*** Opening of Record extracts ***
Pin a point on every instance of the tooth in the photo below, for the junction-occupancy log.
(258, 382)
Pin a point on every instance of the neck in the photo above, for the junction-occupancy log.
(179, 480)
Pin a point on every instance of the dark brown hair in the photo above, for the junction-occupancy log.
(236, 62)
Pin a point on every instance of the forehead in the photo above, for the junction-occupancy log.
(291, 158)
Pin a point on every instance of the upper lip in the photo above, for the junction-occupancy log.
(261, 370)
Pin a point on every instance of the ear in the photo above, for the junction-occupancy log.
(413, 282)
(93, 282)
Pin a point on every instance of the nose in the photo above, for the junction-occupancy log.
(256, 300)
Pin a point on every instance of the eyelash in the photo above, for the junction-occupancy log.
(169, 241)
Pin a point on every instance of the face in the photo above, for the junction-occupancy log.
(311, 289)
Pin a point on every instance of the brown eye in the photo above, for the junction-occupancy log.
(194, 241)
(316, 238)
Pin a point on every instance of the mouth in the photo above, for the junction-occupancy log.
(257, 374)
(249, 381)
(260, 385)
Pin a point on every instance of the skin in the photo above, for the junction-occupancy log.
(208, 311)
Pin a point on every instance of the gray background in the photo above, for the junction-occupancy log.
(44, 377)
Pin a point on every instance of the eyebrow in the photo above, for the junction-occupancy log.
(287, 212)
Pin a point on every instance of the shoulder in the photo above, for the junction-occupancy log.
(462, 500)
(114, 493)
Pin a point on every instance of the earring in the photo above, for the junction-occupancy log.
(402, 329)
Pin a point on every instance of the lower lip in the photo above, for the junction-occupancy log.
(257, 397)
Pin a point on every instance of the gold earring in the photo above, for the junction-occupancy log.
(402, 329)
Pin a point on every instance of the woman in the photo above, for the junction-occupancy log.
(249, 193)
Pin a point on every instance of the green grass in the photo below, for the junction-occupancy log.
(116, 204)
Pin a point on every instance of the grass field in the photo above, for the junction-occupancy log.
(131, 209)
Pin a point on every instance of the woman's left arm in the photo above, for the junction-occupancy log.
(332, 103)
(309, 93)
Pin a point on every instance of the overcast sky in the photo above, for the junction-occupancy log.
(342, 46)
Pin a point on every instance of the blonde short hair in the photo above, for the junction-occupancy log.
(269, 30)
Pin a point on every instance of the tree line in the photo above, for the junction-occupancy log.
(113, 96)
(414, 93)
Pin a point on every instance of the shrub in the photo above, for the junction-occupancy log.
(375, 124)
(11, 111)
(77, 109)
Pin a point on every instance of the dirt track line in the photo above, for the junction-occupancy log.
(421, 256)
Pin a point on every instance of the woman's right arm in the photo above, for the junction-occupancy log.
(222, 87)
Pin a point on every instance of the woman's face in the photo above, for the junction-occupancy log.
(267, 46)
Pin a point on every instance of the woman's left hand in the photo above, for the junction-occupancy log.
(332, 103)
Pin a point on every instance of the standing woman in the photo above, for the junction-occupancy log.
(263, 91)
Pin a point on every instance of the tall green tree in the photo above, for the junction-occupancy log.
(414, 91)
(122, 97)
*** Close of Record extracts ***
_Your instructions_.
Starting at the line that contains "Pin a point on every instance of the dirt", write out every line through the end of the entries, exactly and with nothing added.

_Answer box_.
Pin a point on every instance of the dirt track line in the photo above, for the junction-occupancy log.
(421, 256)
Pin a point on every instance of the woman's right arm in the photo above, for the junction-occupancy log.
(222, 87)
Pin a point on every instance of the woman's face in the photo above, for the junction-occupancy log.
(267, 46)
Pin a point on every instance of the woman's left hand in the photo above, for the junction-occupancy log.
(332, 103)
Pin a point on every instance of the standing woman in the photo above, for the junction-occupancy log.
(263, 91)
Pin a point on every instance of the tall green tree in the photo above, for the junction-occupancy log.
(414, 91)
(122, 97)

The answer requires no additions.